[Dataset rows showing where objects appear]

** START **

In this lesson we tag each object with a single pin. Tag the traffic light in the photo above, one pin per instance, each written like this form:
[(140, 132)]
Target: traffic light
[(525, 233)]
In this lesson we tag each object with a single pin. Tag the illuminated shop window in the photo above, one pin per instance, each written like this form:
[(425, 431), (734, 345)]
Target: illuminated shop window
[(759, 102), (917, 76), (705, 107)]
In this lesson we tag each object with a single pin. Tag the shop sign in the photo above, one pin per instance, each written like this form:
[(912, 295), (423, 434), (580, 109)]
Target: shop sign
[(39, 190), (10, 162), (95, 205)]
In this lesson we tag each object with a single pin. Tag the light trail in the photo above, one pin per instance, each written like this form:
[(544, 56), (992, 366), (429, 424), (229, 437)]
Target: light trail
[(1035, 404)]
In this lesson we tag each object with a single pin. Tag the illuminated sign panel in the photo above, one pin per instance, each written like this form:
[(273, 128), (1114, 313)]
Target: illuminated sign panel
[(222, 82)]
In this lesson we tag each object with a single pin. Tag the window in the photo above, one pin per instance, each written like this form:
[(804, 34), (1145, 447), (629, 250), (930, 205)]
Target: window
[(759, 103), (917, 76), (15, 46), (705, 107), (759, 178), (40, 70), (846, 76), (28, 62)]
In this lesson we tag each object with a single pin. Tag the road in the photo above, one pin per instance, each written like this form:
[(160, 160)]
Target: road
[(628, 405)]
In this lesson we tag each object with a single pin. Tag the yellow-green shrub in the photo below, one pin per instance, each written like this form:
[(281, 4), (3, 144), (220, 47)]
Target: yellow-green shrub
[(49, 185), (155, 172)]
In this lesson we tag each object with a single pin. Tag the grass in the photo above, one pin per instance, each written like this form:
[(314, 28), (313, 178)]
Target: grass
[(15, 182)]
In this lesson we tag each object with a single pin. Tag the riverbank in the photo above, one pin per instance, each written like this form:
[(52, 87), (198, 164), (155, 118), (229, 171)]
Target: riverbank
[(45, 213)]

** END **

## Exercise requirements
Rewrite the data above as a numbered list, leaving out any blank lines.

## Correct result
1. In this lesson we tag each object with a single pin. Tag the traffic light in the photo above, one pin per instance, each written like this form:
2. [(140, 132)]
3. Target: traffic light
4. [(525, 233)]
5. In this lesson we tag each object with a single pin. Tag the illuminated shop window in the photo above, one pin per instance, each written like this form:
6. [(425, 431), (734, 345)]
7. Target: illuminated shop window
8. [(759, 102), (917, 76), (705, 107)]
9. In this lesson we tag each object with a single pin. Tag the shop sign in the photo above, one pin per instance, each written like this form:
10. [(912, 295), (423, 434), (580, 109)]
11. Target: shop sign
12. [(39, 190), (10, 162), (95, 205)]
13. In this lesson we tag each object with a single pin. Tag the light trail in the photo above, one pin per instance, each written like this form:
14. [(544, 56), (992, 366), (429, 424), (229, 437)]
15. Target: light trail
16. [(1035, 404)]
17. In this lesson we tag each object with a single pin. Tag the illuminated sign panel in the photo above, one pin per instance, each written like this form:
18. [(273, 128), (1114, 313)]
19. Target: illuminated sign panel
20. [(222, 82)]
21. In this lesson we tag each object with a single pin. Tag the window in the photo above, one pin per instance, each written like this form:
22. [(804, 34), (1145, 447), (629, 250), (930, 205)]
23. Target: window
24. [(759, 103), (917, 76), (15, 46), (705, 107), (759, 178), (40, 70), (846, 76), (28, 62)]
25. In this lesson we tag each object with a single pin. Tag the road in the photo above, one pin per instance, each written like this form:
26. [(160, 160)]
27. Target: road
28. [(628, 405)]
29. In this lesson we tag each object with a single pin. Tag the yellow-green shrub in the photo below, one pin per instance, each written like this form:
30. [(281, 4), (3, 144), (220, 47)]
31. Target: yellow-green shrub
32. [(49, 185), (155, 172)]
33. In this lesson we tag each object with a single pin. Tag the grass in the photo above, one pin per instance, each written like this form:
34. [(314, 28), (313, 178)]
35. Target: grass
36. [(15, 182)]
37. In this lesson we tag each object with a single pin. Tag the riverbank in the photo above, one pin per instance, each written like this form:
38. [(52, 87), (198, 164), (155, 118), (229, 171)]
39. Target: riverbank
40. [(45, 213)]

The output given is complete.